■ **Information given**
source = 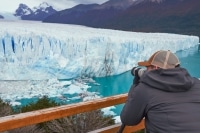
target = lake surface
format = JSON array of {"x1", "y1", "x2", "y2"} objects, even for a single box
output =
[
  {"x1": 90, "y1": 46, "x2": 200, "y2": 115},
  {"x1": 16, "y1": 46, "x2": 200, "y2": 115}
]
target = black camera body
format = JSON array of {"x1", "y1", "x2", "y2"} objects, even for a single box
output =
[
  {"x1": 131, "y1": 67, "x2": 146, "y2": 85},
  {"x1": 131, "y1": 67, "x2": 146, "y2": 77}
]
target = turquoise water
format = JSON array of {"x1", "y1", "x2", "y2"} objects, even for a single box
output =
[
  {"x1": 90, "y1": 46, "x2": 200, "y2": 115},
  {"x1": 16, "y1": 46, "x2": 200, "y2": 115}
]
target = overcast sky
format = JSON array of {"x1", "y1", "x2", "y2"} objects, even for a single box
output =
[{"x1": 0, "y1": 0, "x2": 108, "y2": 12}]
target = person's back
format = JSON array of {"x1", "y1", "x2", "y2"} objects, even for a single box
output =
[{"x1": 121, "y1": 50, "x2": 200, "y2": 133}]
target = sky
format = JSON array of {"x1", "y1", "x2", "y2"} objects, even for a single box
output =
[{"x1": 0, "y1": 0, "x2": 108, "y2": 13}]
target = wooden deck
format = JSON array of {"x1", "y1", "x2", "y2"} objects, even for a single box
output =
[{"x1": 0, "y1": 94, "x2": 144, "y2": 133}]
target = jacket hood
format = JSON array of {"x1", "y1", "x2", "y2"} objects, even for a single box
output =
[{"x1": 140, "y1": 67, "x2": 194, "y2": 92}]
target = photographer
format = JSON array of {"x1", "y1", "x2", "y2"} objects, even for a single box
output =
[{"x1": 120, "y1": 50, "x2": 200, "y2": 133}]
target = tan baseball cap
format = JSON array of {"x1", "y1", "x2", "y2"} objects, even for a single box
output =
[{"x1": 138, "y1": 50, "x2": 180, "y2": 69}]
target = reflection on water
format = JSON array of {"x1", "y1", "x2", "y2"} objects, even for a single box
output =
[
  {"x1": 88, "y1": 46, "x2": 200, "y2": 114},
  {"x1": 0, "y1": 46, "x2": 200, "y2": 115}
]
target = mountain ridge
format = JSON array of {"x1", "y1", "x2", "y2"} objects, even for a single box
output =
[{"x1": 43, "y1": 0, "x2": 200, "y2": 36}]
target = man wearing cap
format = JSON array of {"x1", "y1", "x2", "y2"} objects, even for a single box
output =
[{"x1": 120, "y1": 50, "x2": 200, "y2": 133}]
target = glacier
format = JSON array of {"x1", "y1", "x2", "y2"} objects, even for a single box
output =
[
  {"x1": 0, "y1": 20, "x2": 199, "y2": 80},
  {"x1": 0, "y1": 20, "x2": 199, "y2": 106}
]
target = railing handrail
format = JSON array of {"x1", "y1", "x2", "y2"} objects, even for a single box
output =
[{"x1": 0, "y1": 93, "x2": 145, "y2": 132}]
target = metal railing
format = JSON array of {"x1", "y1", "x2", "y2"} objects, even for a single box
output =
[{"x1": 0, "y1": 94, "x2": 144, "y2": 133}]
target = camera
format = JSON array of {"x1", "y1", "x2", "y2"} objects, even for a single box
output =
[{"x1": 131, "y1": 67, "x2": 146, "y2": 77}]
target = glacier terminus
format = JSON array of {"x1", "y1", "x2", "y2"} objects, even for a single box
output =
[{"x1": 0, "y1": 21, "x2": 199, "y2": 80}]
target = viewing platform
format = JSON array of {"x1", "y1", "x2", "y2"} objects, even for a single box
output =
[{"x1": 0, "y1": 94, "x2": 145, "y2": 133}]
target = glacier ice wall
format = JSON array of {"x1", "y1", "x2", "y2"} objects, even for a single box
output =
[{"x1": 0, "y1": 21, "x2": 199, "y2": 80}]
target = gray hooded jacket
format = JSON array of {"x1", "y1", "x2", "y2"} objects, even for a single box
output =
[{"x1": 120, "y1": 67, "x2": 200, "y2": 133}]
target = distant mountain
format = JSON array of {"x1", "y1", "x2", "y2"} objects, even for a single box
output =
[
  {"x1": 14, "y1": 2, "x2": 57, "y2": 21},
  {"x1": 43, "y1": 0, "x2": 200, "y2": 36},
  {"x1": 43, "y1": 0, "x2": 134, "y2": 27}
]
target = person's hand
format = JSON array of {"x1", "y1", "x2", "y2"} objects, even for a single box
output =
[{"x1": 131, "y1": 67, "x2": 141, "y2": 85}]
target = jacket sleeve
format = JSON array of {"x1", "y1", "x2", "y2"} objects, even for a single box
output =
[{"x1": 120, "y1": 84, "x2": 147, "y2": 126}]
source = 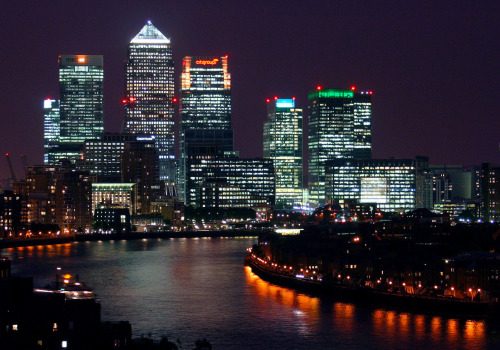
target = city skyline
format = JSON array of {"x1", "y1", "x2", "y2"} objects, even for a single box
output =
[{"x1": 0, "y1": 1, "x2": 500, "y2": 178}]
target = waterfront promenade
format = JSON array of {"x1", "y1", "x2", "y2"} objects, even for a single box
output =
[{"x1": 0, "y1": 229, "x2": 267, "y2": 249}]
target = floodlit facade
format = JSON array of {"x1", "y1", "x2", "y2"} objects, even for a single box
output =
[
  {"x1": 92, "y1": 183, "x2": 137, "y2": 215},
  {"x1": 264, "y1": 98, "x2": 303, "y2": 209},
  {"x1": 55, "y1": 55, "x2": 104, "y2": 164},
  {"x1": 186, "y1": 157, "x2": 275, "y2": 208},
  {"x1": 43, "y1": 98, "x2": 60, "y2": 164},
  {"x1": 76, "y1": 133, "x2": 155, "y2": 182},
  {"x1": 122, "y1": 21, "x2": 175, "y2": 185},
  {"x1": 308, "y1": 87, "x2": 372, "y2": 206},
  {"x1": 178, "y1": 56, "x2": 233, "y2": 201},
  {"x1": 180, "y1": 56, "x2": 231, "y2": 130},
  {"x1": 325, "y1": 159, "x2": 416, "y2": 212}
]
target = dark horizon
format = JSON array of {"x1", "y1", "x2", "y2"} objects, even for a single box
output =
[{"x1": 0, "y1": 0, "x2": 500, "y2": 179}]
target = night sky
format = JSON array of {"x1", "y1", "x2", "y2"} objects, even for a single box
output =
[{"x1": 0, "y1": 0, "x2": 500, "y2": 178}]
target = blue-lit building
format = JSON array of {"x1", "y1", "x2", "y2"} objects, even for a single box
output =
[
  {"x1": 43, "y1": 98, "x2": 60, "y2": 164},
  {"x1": 264, "y1": 98, "x2": 303, "y2": 209},
  {"x1": 52, "y1": 55, "x2": 104, "y2": 164}
]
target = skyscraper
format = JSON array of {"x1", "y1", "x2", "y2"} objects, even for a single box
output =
[
  {"x1": 309, "y1": 87, "x2": 372, "y2": 205},
  {"x1": 264, "y1": 98, "x2": 302, "y2": 208},
  {"x1": 181, "y1": 56, "x2": 231, "y2": 130},
  {"x1": 123, "y1": 21, "x2": 175, "y2": 185},
  {"x1": 53, "y1": 55, "x2": 104, "y2": 164},
  {"x1": 43, "y1": 98, "x2": 60, "y2": 164},
  {"x1": 325, "y1": 159, "x2": 416, "y2": 212},
  {"x1": 178, "y1": 56, "x2": 233, "y2": 201}
]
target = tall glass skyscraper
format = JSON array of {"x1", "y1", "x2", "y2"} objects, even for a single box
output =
[
  {"x1": 51, "y1": 55, "x2": 104, "y2": 164},
  {"x1": 181, "y1": 56, "x2": 231, "y2": 130},
  {"x1": 123, "y1": 21, "x2": 175, "y2": 185},
  {"x1": 43, "y1": 98, "x2": 60, "y2": 165},
  {"x1": 178, "y1": 56, "x2": 233, "y2": 201},
  {"x1": 264, "y1": 99, "x2": 302, "y2": 209},
  {"x1": 308, "y1": 87, "x2": 371, "y2": 205}
]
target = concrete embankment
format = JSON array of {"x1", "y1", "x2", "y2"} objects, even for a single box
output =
[{"x1": 0, "y1": 230, "x2": 266, "y2": 249}]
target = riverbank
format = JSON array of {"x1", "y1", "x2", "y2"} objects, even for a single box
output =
[
  {"x1": 0, "y1": 230, "x2": 264, "y2": 249},
  {"x1": 245, "y1": 255, "x2": 499, "y2": 318}
]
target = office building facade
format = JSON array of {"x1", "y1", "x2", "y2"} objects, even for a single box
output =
[
  {"x1": 308, "y1": 87, "x2": 372, "y2": 206},
  {"x1": 178, "y1": 56, "x2": 233, "y2": 201},
  {"x1": 325, "y1": 159, "x2": 416, "y2": 212},
  {"x1": 264, "y1": 98, "x2": 303, "y2": 209},
  {"x1": 187, "y1": 157, "x2": 275, "y2": 208},
  {"x1": 76, "y1": 133, "x2": 155, "y2": 183},
  {"x1": 54, "y1": 55, "x2": 104, "y2": 164},
  {"x1": 43, "y1": 98, "x2": 60, "y2": 165},
  {"x1": 123, "y1": 21, "x2": 175, "y2": 185}
]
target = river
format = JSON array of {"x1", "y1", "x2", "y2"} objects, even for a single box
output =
[{"x1": 0, "y1": 238, "x2": 500, "y2": 349}]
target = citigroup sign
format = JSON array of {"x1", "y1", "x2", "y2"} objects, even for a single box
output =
[{"x1": 196, "y1": 58, "x2": 219, "y2": 66}]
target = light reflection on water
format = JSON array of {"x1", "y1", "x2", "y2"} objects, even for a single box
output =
[{"x1": 0, "y1": 238, "x2": 499, "y2": 349}]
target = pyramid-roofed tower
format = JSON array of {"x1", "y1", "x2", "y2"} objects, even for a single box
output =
[
  {"x1": 130, "y1": 21, "x2": 170, "y2": 44},
  {"x1": 124, "y1": 21, "x2": 175, "y2": 185}
]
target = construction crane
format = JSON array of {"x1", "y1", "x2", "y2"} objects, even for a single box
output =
[
  {"x1": 21, "y1": 154, "x2": 28, "y2": 177},
  {"x1": 5, "y1": 153, "x2": 17, "y2": 183}
]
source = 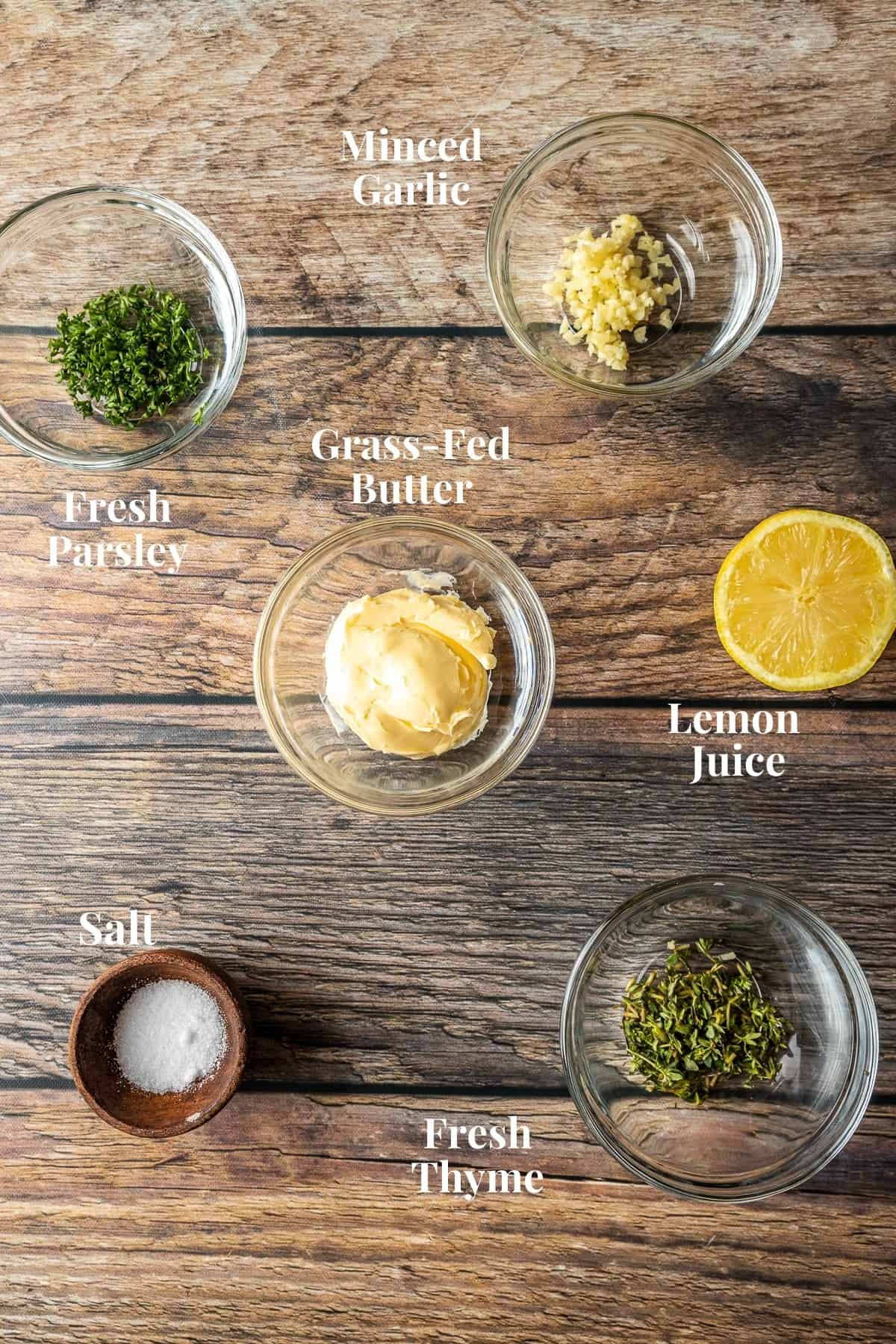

■ **Instruction**
Reproduce the data above, starting with the line that contains "target = riverbank" and going on through the last line. Leave the pictures out.

■ **Output for this exercise**
target = riverbank
format = JSON array of {"x1", "y1", "x2", "y2"} objects, even for a single box
output =
[
  {"x1": 0, "y1": 230, "x2": 264, "y2": 249},
  {"x1": 245, "y1": 255, "x2": 499, "y2": 318}
]
target = office building facade
format = JSON array of {"x1", "y1", "x2", "y2"} objects, even for a single box
output =
[
  {"x1": 308, "y1": 87, "x2": 372, "y2": 206},
  {"x1": 178, "y1": 56, "x2": 233, "y2": 201},
  {"x1": 325, "y1": 159, "x2": 416, "y2": 212},
  {"x1": 264, "y1": 98, "x2": 303, "y2": 209},
  {"x1": 187, "y1": 157, "x2": 275, "y2": 208},
  {"x1": 76, "y1": 133, "x2": 155, "y2": 183},
  {"x1": 54, "y1": 55, "x2": 104, "y2": 164},
  {"x1": 43, "y1": 98, "x2": 60, "y2": 165},
  {"x1": 123, "y1": 21, "x2": 175, "y2": 185}
]
target = river
format = JSON array of {"x1", "y1", "x2", "y2"} objects, even for a single box
output =
[{"x1": 0, "y1": 238, "x2": 500, "y2": 349}]
target = citigroup sign
format = JSON array of {"x1", "y1", "x2", "y2"} objects, even for a single box
output =
[{"x1": 196, "y1": 58, "x2": 219, "y2": 66}]
target = light reflection on water
format = JSON array of {"x1", "y1", "x2", "y2"} objects, even for a single box
output =
[{"x1": 0, "y1": 238, "x2": 499, "y2": 349}]
target = pyramid-roofed tower
format = JSON array of {"x1", "y1", "x2", "y2"} objects, even for a single box
output =
[
  {"x1": 130, "y1": 21, "x2": 170, "y2": 44},
  {"x1": 124, "y1": 21, "x2": 175, "y2": 185}
]
target = construction crane
format = JSON array of {"x1", "y1", "x2", "y2"} objects, even for a single box
output =
[
  {"x1": 21, "y1": 154, "x2": 28, "y2": 177},
  {"x1": 5, "y1": 153, "x2": 17, "y2": 183}
]
source = 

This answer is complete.